3 posts tagged “erik”
Tonight was my coffee date with Erik. He was attractive, funny, well kept, smart, interesting, kind and pretty open. He reminded me so much of Nicholas Cage.
He talked so much about travel that I am afraid we would feel too differently. It seems he likes the idea of change and I like small changes. When he spoke of traveling he means travel as in, picking up and moving to some new place. I'm not sure if I can accept that type of traveling right now. I like stability and some predictability. Man, I am beginning to sound like an old maid! It would be amazing to just travel and see new places but that's what travel means to me. To visit new and exotic places but then happily return to my home. I really can't see myself up and moving every 4-5 years and Erik speaks of his future in terms of moving to new places every few years.
But is it too soon for me to write him off because he wants to travel? Probably not. Maybe I will change my mind. maybe I won't. Well, now to see if he bothers to ask me out for a 2nd date.
I had a pretty good Mother's day weekend. We celebrated my nephew's birthday last night and then today we just hung out around the house watching movies. We saw Becoming Jane. Was a pretty good movie and to be honest I never read any of her books. I am curious now, so I may check them out at the library.
I am both anticipating and nervous about my date with Erik tomorrow night. I'm sure it will be fine. He assured me in a message tonight to not be nervous because he is really laid back and open. I need to get more confidence. I just need to trust God with whatever happens.

> Data block
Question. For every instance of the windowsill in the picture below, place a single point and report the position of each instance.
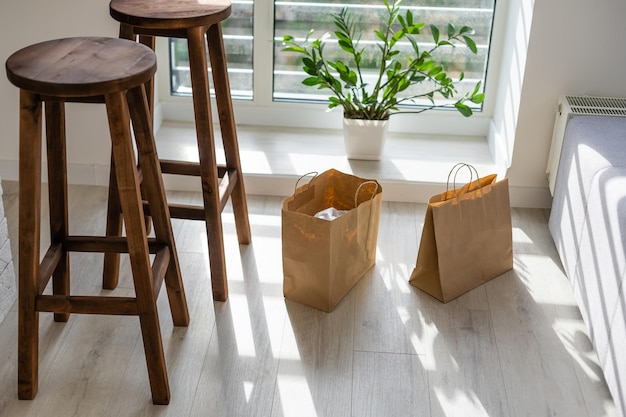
(412, 168)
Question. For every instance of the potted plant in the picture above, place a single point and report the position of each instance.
(371, 103)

> What you need to do
a. Which actor did Erik remind the writer of in the blog posts?
b. Write out the stretch of the blog posts from "I had a pretty" through "at the library.", swapping "library" for "bookstore".
Nothing in the listing is needed here.

> Expected outputs
a. Nicholas Cage.

b.
I had a pretty good Mother's day weekend. We celebrated my nephew's birthday last night and then today we just hung out around the house watching movies. We saw Becoming Jane. Was a pretty good movie and to be honest I never read any of her books. I am curious now, so I may check them out at the bookstore.